Locate every line in the rows below that contains the word "shirt", and copy each of those lines in full.

— start SUPPLIED ENTRIES —

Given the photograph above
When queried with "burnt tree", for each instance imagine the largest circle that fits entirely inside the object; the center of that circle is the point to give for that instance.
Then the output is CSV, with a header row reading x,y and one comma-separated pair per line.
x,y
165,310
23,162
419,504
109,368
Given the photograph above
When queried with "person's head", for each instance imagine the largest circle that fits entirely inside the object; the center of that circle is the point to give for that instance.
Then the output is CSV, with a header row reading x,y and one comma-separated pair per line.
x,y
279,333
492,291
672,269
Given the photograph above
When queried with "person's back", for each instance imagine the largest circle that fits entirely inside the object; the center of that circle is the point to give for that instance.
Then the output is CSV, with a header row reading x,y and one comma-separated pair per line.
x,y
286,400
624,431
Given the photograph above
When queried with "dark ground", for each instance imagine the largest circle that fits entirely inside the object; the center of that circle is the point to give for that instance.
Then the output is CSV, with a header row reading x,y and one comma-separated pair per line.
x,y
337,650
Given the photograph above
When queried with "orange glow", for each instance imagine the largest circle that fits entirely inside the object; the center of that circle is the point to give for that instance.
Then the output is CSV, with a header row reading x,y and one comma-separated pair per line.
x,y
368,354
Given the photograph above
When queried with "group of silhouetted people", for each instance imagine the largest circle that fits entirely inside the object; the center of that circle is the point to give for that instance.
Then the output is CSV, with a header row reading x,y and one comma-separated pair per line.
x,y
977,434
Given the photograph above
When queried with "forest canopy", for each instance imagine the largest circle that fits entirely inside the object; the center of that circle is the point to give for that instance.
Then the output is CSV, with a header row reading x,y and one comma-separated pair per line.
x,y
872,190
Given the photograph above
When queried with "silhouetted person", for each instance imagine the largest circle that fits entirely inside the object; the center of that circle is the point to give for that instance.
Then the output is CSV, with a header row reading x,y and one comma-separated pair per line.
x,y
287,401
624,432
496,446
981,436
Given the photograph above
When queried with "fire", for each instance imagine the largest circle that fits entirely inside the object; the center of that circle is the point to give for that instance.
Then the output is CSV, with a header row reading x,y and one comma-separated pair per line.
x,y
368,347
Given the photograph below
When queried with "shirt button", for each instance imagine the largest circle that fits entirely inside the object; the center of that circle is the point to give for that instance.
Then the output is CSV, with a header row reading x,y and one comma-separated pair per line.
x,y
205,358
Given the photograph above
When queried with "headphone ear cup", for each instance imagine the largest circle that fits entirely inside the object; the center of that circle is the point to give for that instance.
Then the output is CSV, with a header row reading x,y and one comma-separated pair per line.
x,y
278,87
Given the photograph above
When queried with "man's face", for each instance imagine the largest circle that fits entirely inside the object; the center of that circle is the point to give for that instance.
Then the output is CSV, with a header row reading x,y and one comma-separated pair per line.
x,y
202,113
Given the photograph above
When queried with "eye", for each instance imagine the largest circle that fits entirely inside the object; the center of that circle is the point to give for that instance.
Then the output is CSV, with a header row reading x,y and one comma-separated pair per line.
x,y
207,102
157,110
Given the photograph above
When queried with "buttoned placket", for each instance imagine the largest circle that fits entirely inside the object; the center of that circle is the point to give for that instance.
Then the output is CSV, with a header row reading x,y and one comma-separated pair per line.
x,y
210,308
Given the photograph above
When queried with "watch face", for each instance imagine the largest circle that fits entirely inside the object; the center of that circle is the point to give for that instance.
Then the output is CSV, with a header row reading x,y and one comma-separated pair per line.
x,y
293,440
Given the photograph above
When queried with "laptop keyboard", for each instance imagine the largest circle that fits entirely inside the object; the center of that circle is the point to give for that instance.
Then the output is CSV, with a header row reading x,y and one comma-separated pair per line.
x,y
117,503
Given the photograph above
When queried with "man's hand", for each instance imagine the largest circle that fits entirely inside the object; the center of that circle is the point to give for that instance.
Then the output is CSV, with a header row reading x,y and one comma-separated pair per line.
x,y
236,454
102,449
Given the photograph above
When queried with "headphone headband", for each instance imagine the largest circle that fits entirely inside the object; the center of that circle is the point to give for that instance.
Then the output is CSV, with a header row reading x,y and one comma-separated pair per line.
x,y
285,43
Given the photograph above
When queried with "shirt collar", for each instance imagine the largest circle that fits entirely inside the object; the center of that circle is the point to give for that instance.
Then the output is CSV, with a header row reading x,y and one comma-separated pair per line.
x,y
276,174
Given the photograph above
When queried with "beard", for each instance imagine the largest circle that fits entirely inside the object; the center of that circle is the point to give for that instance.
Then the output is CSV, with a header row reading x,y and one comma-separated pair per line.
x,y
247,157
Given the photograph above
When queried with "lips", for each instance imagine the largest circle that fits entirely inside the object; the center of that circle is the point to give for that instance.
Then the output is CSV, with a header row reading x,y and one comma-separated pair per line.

— end SUPPLIED ENTRIES —

* [COMPLETE ANSWER]:
When queried with "shirt button", for each instance imagine the largest circle that fits entirely inside the object; the center of that circle is the point to give for that instance.
When queried with "shirt collar", for each instance imagine the largest circle that fits entirely inside the object; the center of that circle is the point to give for that instance.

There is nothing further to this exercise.